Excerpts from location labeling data
-- -- --

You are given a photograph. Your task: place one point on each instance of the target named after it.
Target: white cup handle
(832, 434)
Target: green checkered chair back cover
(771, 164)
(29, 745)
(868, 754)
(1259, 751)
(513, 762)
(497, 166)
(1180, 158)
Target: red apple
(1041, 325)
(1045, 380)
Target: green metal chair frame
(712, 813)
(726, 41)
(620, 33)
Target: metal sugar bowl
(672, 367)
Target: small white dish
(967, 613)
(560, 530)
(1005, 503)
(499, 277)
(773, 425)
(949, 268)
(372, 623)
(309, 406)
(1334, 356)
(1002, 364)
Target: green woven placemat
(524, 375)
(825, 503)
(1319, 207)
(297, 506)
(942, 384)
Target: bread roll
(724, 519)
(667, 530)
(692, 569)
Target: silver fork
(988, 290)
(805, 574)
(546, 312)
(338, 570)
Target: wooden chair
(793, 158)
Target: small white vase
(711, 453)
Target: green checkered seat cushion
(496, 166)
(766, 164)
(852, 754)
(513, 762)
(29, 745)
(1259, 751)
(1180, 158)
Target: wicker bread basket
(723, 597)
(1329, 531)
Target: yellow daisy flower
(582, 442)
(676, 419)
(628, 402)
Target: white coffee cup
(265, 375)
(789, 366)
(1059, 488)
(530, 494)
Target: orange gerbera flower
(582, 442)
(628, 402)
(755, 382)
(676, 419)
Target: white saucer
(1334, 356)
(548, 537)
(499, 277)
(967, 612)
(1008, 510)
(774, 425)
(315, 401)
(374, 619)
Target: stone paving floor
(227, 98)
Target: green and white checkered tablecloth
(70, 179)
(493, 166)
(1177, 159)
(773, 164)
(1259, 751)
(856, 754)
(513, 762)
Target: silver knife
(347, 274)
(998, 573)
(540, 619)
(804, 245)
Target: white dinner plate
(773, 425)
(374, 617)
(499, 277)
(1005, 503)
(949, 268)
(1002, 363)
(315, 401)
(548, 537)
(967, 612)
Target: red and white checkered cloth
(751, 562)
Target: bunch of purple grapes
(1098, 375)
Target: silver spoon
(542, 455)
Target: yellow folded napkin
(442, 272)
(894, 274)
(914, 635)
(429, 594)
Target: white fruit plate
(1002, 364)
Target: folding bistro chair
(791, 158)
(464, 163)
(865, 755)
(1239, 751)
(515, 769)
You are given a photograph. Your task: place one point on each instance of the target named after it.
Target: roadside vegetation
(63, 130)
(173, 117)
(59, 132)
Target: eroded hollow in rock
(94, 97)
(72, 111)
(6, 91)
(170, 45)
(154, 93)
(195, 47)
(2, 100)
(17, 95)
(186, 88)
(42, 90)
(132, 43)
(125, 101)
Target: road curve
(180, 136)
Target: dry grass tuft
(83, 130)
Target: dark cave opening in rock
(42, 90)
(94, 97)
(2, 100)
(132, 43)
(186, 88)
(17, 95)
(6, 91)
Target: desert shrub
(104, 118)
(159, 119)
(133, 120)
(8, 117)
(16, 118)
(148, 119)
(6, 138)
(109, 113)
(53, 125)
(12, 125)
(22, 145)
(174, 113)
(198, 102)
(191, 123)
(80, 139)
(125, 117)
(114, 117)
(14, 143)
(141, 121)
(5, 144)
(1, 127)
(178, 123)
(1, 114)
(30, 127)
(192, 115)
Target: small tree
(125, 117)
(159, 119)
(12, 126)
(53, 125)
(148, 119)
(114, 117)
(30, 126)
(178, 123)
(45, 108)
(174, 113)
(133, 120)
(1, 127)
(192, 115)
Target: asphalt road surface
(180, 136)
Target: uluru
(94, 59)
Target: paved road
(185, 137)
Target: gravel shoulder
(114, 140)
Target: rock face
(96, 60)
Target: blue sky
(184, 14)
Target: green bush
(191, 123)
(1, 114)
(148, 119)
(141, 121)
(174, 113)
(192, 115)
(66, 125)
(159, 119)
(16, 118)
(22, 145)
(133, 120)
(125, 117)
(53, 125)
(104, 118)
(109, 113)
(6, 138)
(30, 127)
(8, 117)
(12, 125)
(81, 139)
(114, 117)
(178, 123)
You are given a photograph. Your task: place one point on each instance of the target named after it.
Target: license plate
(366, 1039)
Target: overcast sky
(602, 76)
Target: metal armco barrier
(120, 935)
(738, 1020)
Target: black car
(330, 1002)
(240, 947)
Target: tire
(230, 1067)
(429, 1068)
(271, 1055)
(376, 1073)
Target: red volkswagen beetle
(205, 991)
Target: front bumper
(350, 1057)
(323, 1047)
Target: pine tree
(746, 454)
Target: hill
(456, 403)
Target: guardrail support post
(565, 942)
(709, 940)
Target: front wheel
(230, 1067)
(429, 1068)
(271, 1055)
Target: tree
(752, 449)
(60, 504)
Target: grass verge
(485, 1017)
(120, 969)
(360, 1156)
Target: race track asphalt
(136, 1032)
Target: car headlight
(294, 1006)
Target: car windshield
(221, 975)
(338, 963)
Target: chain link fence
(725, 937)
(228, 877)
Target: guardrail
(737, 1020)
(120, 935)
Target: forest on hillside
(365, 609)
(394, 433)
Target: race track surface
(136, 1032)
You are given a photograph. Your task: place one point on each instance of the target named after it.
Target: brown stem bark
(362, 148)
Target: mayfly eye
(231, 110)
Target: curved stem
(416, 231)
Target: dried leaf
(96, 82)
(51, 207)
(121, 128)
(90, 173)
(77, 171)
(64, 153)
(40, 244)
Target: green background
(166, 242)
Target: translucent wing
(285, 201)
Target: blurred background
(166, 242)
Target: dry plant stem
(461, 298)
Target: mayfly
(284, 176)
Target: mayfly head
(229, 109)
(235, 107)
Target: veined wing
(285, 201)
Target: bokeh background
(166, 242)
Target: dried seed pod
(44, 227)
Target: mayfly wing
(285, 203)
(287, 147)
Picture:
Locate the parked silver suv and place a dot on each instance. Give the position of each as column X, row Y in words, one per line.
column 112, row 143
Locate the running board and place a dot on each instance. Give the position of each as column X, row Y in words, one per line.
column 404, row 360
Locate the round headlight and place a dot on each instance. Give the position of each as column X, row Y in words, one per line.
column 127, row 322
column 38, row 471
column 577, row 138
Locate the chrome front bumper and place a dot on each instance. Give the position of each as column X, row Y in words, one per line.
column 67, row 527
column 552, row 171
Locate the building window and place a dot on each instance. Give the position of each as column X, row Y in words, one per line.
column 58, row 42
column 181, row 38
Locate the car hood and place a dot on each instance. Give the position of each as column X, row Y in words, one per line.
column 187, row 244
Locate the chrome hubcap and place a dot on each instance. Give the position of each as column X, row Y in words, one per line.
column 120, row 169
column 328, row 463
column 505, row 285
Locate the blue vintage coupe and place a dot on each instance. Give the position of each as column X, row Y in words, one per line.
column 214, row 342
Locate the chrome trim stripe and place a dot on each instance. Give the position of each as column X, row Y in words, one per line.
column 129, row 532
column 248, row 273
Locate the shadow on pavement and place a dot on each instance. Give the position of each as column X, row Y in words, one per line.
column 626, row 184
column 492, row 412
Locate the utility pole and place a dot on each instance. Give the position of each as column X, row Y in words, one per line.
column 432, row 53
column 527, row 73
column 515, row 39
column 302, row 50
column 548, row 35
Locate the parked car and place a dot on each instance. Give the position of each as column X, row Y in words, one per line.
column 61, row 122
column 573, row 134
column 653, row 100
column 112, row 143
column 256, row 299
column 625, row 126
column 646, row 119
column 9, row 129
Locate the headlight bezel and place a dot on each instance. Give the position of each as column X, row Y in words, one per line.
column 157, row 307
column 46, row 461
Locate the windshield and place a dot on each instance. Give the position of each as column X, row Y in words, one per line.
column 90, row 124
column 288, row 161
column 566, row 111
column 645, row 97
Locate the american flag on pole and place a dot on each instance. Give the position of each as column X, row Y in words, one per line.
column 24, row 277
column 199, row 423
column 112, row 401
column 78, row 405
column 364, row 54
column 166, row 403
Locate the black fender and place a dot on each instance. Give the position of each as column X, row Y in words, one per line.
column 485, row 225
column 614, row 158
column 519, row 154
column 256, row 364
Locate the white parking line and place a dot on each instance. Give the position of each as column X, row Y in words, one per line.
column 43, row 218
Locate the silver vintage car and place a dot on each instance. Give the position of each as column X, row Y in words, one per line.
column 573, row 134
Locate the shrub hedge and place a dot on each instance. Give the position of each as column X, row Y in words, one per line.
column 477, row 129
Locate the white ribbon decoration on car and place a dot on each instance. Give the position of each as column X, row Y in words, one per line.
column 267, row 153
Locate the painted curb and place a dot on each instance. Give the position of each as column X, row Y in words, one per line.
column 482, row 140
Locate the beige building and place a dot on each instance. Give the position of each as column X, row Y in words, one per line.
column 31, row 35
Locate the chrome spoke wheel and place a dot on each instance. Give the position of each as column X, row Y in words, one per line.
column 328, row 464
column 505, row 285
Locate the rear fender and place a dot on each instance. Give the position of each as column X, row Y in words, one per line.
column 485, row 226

-- -- --

Rewrite the stretch of records from the line containing "Target: curved stem" through the line containing "column 181, row 38", putting "insect" in place of "mayfly" everywhere and leaving all else unchanged. Return only those lines.

Target: curved stem
(416, 231)
Target: dried leaf
(96, 82)
(51, 207)
(121, 128)
(90, 173)
(77, 171)
(64, 153)
(40, 244)
Target: green background
(166, 242)
Target: translucent wing
(285, 201)
Target: blurred background
(166, 242)
Target: dry plant stem
(461, 298)
Target: insect
(284, 176)
Target: insect head
(229, 109)
(235, 107)
Target: veined wing
(285, 201)
Target: bokeh background
(166, 242)
Target: dried seed pod
(44, 227)
Target: insect wing
(285, 203)
(287, 147)
Picture:
Locate the parked silver suv and place a dot on each instance. Give the position of each as column X, row Y in words, one per line.
column 112, row 143
Locate the running board and place a dot on each instance. Give the position of each as column X, row Y in words, one per line.
column 404, row 360
Locate the round headlight and place a dot on each instance. Give the position of each as column X, row Y in words, one per line.
column 127, row 322
column 38, row 471
column 577, row 138
Locate the chrome front bumper and place a dot on each instance. Give the position of each as column X, row Y in words, one per line.
column 67, row 527
column 552, row 171
Locate the building window and place a dot on each instance. Give the position of each as column X, row Y in words, one per line.
column 58, row 42
column 181, row 38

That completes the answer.